## Selected excerpt
━━━━━━━━

Propensity score matching and statistical analysis
We balanced GLP-1RA and DPP-4i initiators via propensity score matching (PSM), using the nearest neighbor method and the logit distance, with maximum caliper set to 0.06% of the propensity score (PS) standard deviation. The estimated PS were the output of a logistic regression model trained on patients’ characteristics, i.e., age at index date, sex, claims-based history length (months between the first available claim and the index date), claims-based diabetes duration (months between the first diabetes-related claim and the index date); pre-existing conditions, i.e., hypertension, dyslipidemia, peripheral circulatory complications, myocardial infarction, ischemic heart disease, stroke or TIA, heart failure, cardiovascular disease, neurological complications, ocular complications, renal complications, chronic kidney disease, severe hypoglycemia, chronic pulmonary disease, systemic inflammatory disease, cancer, Charlson comorbidity index [
22,
23]; glucose lowering medications in the entire patient’s history, i.e., number of different A10B-class drugs (“blood glucose lowering drugs, excluding insulins”) and insulin therapy; use of glucose lowering medications in the year before the index date, including long-acting insulin, metformin, sulfonylureas, SGLT-2i, pioglitazone; and use of other drugs in the year before the index date, including ACE inhibitors, diuretics, beta blockers, other antihypertensives, statins, fibrates or omega-3, PCSK9 inhibitors, ezetimibe, and platelet aggregation inhibitors. Additional file
1: Table S1 reports the definition of these variables via administrative claims.

━━━━━━━━

## Provided records

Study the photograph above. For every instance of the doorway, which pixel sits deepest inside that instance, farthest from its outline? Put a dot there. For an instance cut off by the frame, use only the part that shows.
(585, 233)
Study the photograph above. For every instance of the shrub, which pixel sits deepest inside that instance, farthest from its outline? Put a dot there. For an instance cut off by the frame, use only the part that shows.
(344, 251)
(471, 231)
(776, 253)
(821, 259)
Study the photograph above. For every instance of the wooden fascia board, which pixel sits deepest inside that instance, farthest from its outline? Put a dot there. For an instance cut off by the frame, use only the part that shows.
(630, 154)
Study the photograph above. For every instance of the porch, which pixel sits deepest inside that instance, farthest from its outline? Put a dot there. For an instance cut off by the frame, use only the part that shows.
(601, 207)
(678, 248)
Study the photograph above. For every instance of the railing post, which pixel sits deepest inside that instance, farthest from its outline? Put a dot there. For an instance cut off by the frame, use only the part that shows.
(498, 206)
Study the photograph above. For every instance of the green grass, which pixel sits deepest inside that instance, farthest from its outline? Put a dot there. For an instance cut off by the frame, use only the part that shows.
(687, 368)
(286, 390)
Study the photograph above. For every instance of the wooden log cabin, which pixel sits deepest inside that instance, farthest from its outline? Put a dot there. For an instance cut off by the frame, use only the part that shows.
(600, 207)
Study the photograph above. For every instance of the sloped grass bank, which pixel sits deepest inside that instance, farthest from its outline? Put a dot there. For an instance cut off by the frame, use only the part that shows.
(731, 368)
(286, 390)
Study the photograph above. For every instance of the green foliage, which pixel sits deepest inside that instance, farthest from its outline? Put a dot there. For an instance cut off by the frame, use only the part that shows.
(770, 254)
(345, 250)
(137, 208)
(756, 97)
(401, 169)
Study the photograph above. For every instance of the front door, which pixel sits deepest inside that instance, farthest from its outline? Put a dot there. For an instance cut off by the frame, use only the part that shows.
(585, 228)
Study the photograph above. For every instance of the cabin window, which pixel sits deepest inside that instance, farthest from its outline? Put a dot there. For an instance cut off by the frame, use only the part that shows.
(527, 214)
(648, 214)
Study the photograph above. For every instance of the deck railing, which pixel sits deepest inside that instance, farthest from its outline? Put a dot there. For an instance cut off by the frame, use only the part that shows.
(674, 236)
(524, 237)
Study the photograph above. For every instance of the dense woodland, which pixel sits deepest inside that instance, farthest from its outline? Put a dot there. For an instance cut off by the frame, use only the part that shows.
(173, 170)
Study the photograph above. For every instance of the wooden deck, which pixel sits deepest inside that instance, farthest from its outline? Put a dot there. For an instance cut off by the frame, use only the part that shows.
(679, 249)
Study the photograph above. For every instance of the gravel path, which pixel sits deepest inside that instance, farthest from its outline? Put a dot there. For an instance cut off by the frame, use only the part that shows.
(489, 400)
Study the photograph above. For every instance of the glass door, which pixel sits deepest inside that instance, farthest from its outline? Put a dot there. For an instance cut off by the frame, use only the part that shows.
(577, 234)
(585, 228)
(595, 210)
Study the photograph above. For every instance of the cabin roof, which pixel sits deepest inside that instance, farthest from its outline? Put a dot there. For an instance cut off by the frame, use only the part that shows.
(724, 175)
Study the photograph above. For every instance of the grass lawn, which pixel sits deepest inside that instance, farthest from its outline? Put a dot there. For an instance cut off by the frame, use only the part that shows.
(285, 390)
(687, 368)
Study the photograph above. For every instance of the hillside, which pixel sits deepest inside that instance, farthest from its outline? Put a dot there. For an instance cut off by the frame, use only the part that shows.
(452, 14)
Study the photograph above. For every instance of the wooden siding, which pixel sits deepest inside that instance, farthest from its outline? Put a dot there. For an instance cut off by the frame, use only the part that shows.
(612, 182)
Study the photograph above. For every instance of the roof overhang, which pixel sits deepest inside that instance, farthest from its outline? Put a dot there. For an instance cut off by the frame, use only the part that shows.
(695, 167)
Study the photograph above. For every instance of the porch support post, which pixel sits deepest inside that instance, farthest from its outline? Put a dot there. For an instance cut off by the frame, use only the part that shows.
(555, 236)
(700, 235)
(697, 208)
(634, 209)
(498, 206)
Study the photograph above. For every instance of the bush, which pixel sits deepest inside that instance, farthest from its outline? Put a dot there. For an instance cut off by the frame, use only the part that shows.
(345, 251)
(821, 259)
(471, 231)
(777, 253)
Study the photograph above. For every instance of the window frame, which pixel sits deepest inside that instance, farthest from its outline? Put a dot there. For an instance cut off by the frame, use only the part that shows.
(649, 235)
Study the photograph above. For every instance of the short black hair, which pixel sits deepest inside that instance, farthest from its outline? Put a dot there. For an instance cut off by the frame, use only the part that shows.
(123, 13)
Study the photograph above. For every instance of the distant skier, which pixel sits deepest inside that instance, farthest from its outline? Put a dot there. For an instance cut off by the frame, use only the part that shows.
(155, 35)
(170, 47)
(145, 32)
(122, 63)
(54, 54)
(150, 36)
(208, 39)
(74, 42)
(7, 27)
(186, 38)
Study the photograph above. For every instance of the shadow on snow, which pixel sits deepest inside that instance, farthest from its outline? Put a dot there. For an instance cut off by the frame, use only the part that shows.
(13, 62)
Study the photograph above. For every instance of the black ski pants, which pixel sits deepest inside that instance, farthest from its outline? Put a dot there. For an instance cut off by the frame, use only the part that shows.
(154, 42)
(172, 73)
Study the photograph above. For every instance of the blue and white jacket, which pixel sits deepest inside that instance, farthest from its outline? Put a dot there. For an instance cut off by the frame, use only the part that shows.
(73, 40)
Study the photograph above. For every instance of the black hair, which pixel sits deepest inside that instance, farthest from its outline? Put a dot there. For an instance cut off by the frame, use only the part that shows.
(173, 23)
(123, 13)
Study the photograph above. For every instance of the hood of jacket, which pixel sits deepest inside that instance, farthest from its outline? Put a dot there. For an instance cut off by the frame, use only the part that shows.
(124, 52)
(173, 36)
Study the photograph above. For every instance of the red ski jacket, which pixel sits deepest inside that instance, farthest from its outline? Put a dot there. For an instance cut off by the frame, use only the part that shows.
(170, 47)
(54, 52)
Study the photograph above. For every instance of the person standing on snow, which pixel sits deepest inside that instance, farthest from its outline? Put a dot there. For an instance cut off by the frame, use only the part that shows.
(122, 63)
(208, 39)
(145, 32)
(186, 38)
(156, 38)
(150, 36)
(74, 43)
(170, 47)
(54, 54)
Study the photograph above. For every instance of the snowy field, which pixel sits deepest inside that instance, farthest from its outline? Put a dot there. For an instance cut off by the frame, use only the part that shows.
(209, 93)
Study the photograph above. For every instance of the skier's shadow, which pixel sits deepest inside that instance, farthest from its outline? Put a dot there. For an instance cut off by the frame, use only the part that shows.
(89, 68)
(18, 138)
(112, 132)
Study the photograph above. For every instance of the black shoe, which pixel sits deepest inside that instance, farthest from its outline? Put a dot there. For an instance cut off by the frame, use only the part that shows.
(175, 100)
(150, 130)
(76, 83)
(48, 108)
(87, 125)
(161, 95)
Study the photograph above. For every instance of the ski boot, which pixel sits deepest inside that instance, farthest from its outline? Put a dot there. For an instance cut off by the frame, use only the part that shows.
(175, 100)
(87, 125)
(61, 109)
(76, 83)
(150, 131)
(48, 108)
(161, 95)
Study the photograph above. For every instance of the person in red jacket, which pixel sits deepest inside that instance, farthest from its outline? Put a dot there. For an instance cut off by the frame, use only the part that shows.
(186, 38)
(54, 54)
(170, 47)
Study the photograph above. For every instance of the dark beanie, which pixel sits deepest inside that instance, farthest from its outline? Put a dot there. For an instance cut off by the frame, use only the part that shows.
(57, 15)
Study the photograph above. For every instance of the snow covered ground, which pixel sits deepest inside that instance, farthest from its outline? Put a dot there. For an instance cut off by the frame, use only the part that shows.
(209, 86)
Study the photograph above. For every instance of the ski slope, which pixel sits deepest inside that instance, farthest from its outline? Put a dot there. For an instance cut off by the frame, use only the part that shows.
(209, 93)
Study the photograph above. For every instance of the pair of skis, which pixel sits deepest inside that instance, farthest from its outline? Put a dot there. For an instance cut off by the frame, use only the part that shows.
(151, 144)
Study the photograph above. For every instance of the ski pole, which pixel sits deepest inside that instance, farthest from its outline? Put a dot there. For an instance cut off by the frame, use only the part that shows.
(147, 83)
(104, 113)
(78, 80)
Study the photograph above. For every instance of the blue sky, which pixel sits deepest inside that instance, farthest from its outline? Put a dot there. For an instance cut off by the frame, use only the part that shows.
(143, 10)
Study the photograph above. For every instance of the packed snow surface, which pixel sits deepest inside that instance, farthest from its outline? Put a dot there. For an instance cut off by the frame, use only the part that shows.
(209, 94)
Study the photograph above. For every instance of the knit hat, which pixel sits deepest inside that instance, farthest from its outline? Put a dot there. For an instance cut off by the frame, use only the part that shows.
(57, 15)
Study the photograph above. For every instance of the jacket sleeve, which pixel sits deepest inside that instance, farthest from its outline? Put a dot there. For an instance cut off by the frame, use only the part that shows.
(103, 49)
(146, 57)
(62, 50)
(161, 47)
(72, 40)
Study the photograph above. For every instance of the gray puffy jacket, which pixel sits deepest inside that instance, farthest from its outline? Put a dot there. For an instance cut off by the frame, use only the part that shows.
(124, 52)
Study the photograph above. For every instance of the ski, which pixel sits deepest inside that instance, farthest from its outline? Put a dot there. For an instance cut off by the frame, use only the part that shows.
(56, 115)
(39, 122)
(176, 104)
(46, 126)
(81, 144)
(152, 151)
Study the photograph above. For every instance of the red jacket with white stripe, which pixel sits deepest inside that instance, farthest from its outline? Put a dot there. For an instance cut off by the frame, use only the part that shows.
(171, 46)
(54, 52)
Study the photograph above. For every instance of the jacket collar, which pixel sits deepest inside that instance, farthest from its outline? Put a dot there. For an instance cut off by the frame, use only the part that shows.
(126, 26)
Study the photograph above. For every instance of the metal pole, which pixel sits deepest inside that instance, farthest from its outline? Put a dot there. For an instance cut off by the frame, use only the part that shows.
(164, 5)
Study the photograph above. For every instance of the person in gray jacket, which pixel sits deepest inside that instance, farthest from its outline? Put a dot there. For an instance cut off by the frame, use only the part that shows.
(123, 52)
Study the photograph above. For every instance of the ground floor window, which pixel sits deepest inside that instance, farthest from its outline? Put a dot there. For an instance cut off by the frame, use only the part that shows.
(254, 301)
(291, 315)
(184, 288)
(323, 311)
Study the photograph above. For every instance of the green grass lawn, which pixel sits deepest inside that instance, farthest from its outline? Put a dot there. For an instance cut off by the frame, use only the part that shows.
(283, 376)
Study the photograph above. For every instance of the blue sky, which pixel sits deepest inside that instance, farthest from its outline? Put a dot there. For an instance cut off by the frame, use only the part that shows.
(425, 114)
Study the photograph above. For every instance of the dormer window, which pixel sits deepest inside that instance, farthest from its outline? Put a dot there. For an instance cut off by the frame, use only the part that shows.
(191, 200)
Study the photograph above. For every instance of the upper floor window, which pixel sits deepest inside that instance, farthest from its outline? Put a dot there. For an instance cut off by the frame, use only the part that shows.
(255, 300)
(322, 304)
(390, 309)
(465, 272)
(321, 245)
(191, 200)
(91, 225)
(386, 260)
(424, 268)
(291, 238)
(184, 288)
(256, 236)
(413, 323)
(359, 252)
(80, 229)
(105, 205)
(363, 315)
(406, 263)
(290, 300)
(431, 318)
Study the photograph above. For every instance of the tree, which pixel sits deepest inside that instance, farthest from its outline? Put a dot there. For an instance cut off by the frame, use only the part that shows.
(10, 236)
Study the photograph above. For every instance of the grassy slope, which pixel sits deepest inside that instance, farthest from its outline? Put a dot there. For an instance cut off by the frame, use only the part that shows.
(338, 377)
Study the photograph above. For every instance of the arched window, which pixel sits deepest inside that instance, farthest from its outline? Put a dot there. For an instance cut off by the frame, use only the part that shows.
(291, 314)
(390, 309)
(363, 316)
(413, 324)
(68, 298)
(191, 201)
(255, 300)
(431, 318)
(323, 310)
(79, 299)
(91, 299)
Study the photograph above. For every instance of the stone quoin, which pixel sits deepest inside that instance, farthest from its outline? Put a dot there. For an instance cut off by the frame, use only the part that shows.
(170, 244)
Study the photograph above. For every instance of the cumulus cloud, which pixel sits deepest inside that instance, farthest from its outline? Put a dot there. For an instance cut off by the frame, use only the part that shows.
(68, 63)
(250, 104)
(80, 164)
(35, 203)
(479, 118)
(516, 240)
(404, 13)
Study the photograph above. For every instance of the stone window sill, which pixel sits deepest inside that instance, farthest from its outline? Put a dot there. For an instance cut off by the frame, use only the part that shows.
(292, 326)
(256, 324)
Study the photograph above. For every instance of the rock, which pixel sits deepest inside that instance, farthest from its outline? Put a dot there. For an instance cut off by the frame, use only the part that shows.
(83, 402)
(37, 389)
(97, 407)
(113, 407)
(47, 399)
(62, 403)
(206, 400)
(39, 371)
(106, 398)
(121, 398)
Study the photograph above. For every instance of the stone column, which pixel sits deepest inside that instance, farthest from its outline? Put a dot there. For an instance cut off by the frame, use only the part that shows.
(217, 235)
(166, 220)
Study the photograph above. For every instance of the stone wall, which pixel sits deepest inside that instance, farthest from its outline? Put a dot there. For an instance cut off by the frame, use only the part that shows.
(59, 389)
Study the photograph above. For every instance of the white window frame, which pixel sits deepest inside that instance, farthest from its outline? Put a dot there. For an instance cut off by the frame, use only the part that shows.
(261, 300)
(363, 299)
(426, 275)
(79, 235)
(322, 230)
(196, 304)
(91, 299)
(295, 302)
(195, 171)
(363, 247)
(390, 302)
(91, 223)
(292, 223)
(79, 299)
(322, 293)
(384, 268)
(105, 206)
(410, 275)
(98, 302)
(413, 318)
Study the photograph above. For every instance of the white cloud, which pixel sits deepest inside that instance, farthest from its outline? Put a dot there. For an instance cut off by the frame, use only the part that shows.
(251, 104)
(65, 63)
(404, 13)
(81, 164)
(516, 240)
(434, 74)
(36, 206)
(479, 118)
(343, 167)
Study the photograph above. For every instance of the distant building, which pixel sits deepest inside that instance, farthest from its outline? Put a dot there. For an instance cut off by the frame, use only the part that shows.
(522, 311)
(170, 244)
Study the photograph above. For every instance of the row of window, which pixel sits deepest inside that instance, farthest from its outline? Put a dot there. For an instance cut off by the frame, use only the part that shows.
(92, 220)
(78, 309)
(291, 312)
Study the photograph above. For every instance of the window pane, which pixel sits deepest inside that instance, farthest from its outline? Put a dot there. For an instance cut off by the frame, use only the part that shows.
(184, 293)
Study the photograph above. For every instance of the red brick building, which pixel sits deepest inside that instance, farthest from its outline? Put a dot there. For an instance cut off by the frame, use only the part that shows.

━━━━━━━━

Answer these three questions from the propensity score matching text, one per line:
1. What maximum caliper was set for the matching?
2. How is claims-based diabetes duration defined?
3. Where is the definition of the variables via administrative claims reported?

## Answer section
1. 0.06% of the propensity score (PS) standard deviation.
2. The months between the first diabetes-related claim and the index date.
3. In Additional file 1: Table S1.